===== Provided material
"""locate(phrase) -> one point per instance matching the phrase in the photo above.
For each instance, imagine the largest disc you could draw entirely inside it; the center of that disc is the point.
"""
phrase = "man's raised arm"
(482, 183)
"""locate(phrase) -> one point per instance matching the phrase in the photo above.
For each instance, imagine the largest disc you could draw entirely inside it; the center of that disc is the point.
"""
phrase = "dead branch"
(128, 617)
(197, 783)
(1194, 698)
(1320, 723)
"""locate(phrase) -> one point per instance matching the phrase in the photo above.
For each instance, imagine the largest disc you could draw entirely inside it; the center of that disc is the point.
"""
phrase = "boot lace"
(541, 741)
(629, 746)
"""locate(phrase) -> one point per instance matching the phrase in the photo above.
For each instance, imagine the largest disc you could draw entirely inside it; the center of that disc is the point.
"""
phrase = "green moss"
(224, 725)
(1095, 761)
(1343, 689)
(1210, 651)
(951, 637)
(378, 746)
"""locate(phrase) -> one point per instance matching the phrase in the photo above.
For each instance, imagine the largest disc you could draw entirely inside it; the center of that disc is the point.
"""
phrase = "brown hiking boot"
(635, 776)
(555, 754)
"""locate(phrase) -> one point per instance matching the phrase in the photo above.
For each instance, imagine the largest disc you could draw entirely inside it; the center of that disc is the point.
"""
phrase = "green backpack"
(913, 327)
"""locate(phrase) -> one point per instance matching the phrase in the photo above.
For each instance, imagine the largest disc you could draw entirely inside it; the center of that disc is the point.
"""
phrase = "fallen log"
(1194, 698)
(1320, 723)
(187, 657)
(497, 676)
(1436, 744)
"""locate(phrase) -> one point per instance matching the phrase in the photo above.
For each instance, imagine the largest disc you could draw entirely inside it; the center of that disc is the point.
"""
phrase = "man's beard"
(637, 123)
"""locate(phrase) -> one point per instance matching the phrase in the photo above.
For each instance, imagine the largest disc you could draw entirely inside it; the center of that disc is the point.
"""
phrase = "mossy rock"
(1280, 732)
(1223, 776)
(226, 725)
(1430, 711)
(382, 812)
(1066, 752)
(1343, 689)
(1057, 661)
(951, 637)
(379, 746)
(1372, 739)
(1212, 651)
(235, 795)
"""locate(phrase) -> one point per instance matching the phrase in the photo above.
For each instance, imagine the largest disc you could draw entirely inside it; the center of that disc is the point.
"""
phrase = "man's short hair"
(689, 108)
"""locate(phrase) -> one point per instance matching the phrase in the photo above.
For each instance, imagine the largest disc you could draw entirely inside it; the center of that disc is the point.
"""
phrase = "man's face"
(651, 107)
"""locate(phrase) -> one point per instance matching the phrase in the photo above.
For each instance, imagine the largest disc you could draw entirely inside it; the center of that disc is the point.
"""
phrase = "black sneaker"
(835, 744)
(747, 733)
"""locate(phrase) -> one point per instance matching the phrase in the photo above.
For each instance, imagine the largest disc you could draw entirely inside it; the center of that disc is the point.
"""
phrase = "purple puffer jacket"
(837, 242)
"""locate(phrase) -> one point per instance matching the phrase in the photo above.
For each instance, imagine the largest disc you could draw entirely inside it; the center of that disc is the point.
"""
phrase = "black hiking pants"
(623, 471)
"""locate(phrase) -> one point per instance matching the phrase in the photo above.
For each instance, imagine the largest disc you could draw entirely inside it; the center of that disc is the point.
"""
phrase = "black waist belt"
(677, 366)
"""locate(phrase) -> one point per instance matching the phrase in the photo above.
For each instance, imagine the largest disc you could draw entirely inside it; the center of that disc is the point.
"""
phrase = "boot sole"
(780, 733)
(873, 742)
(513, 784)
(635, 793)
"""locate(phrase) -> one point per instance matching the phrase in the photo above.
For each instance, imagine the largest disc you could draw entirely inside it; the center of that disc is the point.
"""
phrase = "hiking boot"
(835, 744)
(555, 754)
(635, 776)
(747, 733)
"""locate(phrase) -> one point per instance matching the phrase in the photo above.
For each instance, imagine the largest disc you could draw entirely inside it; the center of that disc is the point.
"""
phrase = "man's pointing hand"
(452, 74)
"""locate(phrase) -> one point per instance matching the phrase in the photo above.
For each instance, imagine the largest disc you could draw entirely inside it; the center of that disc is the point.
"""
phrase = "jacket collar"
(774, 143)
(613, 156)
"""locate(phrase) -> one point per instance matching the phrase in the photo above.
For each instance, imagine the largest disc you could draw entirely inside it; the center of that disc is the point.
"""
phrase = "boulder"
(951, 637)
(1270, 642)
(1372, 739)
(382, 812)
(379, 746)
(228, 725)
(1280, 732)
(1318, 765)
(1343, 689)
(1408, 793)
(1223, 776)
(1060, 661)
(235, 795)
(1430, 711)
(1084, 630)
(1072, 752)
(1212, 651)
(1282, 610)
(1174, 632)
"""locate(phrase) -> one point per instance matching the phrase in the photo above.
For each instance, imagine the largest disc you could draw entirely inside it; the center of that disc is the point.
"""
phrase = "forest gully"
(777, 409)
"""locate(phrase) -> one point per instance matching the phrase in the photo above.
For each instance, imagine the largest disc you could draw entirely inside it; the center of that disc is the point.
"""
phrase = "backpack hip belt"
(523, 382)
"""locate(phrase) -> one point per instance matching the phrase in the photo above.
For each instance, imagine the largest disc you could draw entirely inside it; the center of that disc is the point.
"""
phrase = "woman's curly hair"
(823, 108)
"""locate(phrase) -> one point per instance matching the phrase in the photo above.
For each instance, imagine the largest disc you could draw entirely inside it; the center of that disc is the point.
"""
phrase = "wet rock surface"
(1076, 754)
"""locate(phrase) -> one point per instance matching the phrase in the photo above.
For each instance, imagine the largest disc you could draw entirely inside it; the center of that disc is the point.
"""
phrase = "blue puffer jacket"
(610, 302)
==========
Copy every record exactly, with nothing added or dropped.

→ **Answer for this exercise**:
"""locate(phrase) -> one point per instance matching the phrase in the photo above.
For each instance, imagine the largest disc you could draw entirely inside it; the center of that disc is the point.
"""
phrase = "man's raised arm"
(482, 183)
"""locate(phrase) -> one point per instance matching the phrase in the photo above.
For each instance, imagine the largest disc you could draw entirely inside it; the center of that disc is the point.
"""
phrase = "dead branch"
(128, 617)
(197, 783)
(1194, 698)
(1320, 723)
"""locate(phrase) -> one point per instance matching the phrase in the photo above.
For each instance, imagine the largest disc you could draw entirely inside it; the center of that disc is the point.
"""
phrase = "boot lace"
(541, 741)
(629, 746)
"""locate(phrase) -> one point per instance matching the phrase in the photo above.
For each instance, imagine the largest disc you could draw entirely inside it; the center of that disc is the point.
"""
phrase = "green moss"
(224, 725)
(1095, 761)
(1343, 689)
(1210, 651)
(951, 637)
(378, 746)
"""locate(phrase) -> one point per instance matching the phrase in the photo above.
For each instance, imagine the largest disc you could draw entirely inside it; the center of that disc is the point.
"""
phrase = "brown hiking boot"
(635, 776)
(555, 754)
"""locate(phrase) -> one point per instance matching the phrase in the photo above.
For each instance, imagine the largest disc you could draw entirely inside it; the center of that disc is the point.
"""
phrase = "green backpack"
(913, 327)
"""locate(phrase) -> one point per instance matching the phrase in the photo above.
For each instance, imagine the largest disc you could draw entirely inside it; the center of that disc is the point.
"""
phrase = "fallen log"
(1194, 698)
(1320, 723)
(187, 657)
(497, 676)
(1436, 744)
"""locate(phrase) -> one point per instance matching the phrase in the photo above.
For each instance, imagine the largest disc you could draw entirely inside it; the center of that disc is the point.
"""
phrase = "man's beard"
(637, 123)
"""locate(phrase) -> one point per instance matching the phrase in the photo above.
For each instance, imagine the largest disc you could draw entirely inside it; the center of that disc is the point.
"""
phrase = "mossy rock"
(1280, 732)
(1223, 776)
(226, 725)
(1430, 711)
(382, 812)
(1066, 752)
(1343, 689)
(1057, 661)
(951, 637)
(379, 746)
(1372, 739)
(1212, 651)
(235, 795)
"""locate(phrase) -> one point per instance matching the phrase in the photo above.
For each instance, imagine the largest disc you could draw entirely inside it; the center of that disc is the point.
"""
phrase = "man's short hair"
(689, 108)
"""locate(phrase) -> one point per instance matching the phrase in the photo above.
For each instance, imagine the largest disc you could draw entirely inside it; the center of that disc is the point.
"""
phrase = "man's face"
(651, 107)
"""locate(phrase) -> one point per instance matching the phrase in the photo above.
For each instance, imagine the largest disc you could draw entirely inside it; the center of that disc is the point.
"""
phrase = "black sneaker"
(835, 744)
(747, 733)
"""locate(phrase) -> one point per instance matching the phrase in the photo above.
For each instance, imagine the largest disc you could draw entirely inside it; the center of that disc is the point.
"""
phrase = "purple puffer jacket"
(837, 242)
"""locate(phrase) -> one point per instance matching the phrase in the photo above.
For each instance, imagine the largest disc you could draw entirely inside it; the center of that disc is the point.
"""
phrase = "black hiking pants"
(623, 471)
"""locate(phrase) -> one point per instance matching the phrase in the photo above.
For each instance, imagine the largest disc you could draw entirely inside it; the center of that disc is the point.
"""
phrase = "black waist belt"
(677, 366)
"""locate(phrase) -> one point per instance matching the phrase in the photo above.
For each instance, imagine the largest disc you could draw entirely inside it; the center of that disc is the point.
"""
phrase = "boot sole"
(780, 733)
(873, 742)
(513, 784)
(635, 793)
"""locate(phrase) -> one point per instance matching the phrase in the photo above.
For each instance, imagine the largest disc you could draw entirely inside it; the center of that disc is the point.
"""
phrase = "hiking boot"
(835, 744)
(555, 754)
(635, 776)
(747, 733)
"""locate(phrase) -> one point per instance matching the phrase in the photo above.
For each instance, imagine the largest disc you could draw entirely inside it; the center of that disc is the point.
"""
phrase = "man's pointing hand"
(452, 74)
"""locate(phrase) -> one point per instance matching the phrase in the photo above.
For each instance, imagine the largest disc you could draw entirely inside it; the center of that disc is the point.
"""
phrase = "jacket collar"
(774, 143)
(613, 156)
"""locate(phrase) -> one point per instance matching the phrase in the photo above.
For each instance, imagine the largest disc you could draw entirely inside it; the center of that disc is the point.
"""
phrase = "boulder"
(951, 637)
(1270, 642)
(1372, 739)
(382, 812)
(379, 746)
(228, 725)
(1280, 732)
(1318, 765)
(1343, 689)
(1408, 793)
(1223, 776)
(1060, 661)
(235, 795)
(1430, 711)
(1084, 630)
(1072, 752)
(1212, 651)
(1282, 610)
(1174, 632)
"""locate(phrase) -> one point per instance matching the phrase in the photo above.
For each instance, imagine the largest disc you could draw entirely inside it; the center of that disc is the point.
"""
phrase = "forest gully"
(777, 409)
"""locate(phrase) -> one point per instance matching the phrase in the photo above.
For each instance, imagine the largest disc you could draw entirely inside it; the center of that disc is the point.
"""
phrase = "backpack hip belt"
(523, 382)
"""locate(phrase) -> one point per instance matching the phrase in the photo above.
For each instance, imagine the largest disc you could draw entirely inside it; the center of that disc is the point.
"""
phrase = "woman's curly hair"
(823, 108)
"""locate(phrase) -> one point per instance matching the phrase in the photo above.
For each instance, imagine the largest disc you could draw entirely inside it; the center of that disc is the point.
"""
phrase = "wet rock surface"
(1076, 754)
"""locate(phrase) -> one point per instance matching the phrase in the photo above.
For each instance, imagine the largest disc you could draw entirely inside it; the center of that disc is the point.
"""
phrase = "blue puffer jacket"
(610, 302)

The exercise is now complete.